Copy out each line of the material in which the word "fence" appears.

----

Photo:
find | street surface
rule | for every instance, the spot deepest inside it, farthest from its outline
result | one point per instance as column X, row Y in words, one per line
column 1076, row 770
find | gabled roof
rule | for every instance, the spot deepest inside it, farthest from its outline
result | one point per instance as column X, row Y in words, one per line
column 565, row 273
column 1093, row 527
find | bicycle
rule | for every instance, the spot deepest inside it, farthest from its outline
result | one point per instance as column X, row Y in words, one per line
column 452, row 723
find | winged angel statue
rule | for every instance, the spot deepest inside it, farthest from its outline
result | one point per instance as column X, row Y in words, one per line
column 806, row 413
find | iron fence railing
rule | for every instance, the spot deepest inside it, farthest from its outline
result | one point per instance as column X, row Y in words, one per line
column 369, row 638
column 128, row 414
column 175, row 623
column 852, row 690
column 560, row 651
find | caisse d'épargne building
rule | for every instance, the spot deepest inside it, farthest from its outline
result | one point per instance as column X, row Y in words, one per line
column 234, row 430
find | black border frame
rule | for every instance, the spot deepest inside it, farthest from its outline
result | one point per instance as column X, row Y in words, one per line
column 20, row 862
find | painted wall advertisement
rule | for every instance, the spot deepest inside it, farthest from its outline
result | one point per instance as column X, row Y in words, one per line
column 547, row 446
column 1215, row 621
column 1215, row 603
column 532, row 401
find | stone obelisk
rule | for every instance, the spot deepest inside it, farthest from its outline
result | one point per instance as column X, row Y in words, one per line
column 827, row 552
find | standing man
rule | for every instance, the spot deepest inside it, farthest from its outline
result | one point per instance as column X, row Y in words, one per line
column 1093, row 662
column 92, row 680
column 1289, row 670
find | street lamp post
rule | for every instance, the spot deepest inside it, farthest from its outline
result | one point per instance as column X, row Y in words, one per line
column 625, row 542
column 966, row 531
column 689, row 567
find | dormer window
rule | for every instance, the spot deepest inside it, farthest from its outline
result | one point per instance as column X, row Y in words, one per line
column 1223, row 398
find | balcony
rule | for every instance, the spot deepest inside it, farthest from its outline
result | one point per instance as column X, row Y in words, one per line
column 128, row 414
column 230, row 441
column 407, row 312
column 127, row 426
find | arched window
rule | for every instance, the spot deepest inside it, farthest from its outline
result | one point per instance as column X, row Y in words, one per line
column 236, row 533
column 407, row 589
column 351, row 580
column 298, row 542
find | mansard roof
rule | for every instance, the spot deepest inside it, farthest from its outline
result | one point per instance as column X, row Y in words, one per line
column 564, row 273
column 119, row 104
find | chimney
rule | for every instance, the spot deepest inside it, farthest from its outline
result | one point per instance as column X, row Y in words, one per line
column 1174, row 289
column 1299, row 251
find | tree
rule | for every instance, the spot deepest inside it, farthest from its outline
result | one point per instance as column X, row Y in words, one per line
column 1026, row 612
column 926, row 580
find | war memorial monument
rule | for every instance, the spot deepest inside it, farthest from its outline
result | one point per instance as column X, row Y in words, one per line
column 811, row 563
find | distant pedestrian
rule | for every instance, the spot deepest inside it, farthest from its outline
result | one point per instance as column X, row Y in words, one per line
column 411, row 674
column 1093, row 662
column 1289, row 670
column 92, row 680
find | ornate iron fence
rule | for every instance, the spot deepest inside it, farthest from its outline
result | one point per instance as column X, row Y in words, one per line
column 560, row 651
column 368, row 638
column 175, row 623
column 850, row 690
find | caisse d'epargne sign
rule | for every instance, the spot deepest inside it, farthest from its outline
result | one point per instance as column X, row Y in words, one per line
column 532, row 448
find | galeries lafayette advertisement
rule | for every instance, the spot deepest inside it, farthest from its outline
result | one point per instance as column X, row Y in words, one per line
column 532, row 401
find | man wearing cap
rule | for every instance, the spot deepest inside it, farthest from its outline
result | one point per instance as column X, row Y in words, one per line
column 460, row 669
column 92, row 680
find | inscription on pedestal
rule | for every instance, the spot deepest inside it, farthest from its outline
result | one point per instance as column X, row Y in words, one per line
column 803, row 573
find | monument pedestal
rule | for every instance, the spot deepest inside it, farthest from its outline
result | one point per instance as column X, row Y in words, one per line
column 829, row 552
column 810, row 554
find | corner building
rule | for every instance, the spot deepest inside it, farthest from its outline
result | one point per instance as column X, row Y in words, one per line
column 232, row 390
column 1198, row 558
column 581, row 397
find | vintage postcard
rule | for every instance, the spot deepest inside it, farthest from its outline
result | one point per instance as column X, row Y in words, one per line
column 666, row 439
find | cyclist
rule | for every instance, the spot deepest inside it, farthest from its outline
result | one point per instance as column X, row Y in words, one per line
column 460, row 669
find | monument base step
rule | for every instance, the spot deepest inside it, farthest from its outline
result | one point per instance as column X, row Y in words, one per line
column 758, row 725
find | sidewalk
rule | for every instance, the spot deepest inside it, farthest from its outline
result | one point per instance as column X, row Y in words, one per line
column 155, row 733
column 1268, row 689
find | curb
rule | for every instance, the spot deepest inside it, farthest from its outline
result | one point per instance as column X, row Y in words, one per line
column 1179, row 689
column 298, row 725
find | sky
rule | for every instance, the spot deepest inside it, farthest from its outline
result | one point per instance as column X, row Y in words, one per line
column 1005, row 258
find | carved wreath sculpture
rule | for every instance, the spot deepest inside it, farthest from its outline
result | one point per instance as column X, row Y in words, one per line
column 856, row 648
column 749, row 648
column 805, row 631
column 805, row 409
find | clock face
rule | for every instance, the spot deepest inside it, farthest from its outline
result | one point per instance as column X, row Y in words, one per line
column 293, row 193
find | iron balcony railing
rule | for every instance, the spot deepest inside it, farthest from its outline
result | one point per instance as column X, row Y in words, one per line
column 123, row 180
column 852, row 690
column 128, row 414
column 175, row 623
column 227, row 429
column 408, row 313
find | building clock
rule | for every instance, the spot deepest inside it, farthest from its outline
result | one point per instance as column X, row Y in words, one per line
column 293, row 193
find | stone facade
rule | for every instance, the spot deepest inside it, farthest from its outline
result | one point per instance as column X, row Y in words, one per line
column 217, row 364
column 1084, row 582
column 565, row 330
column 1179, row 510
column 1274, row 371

----

Expected answer:
find | iron fence railing
find | ornate iron fence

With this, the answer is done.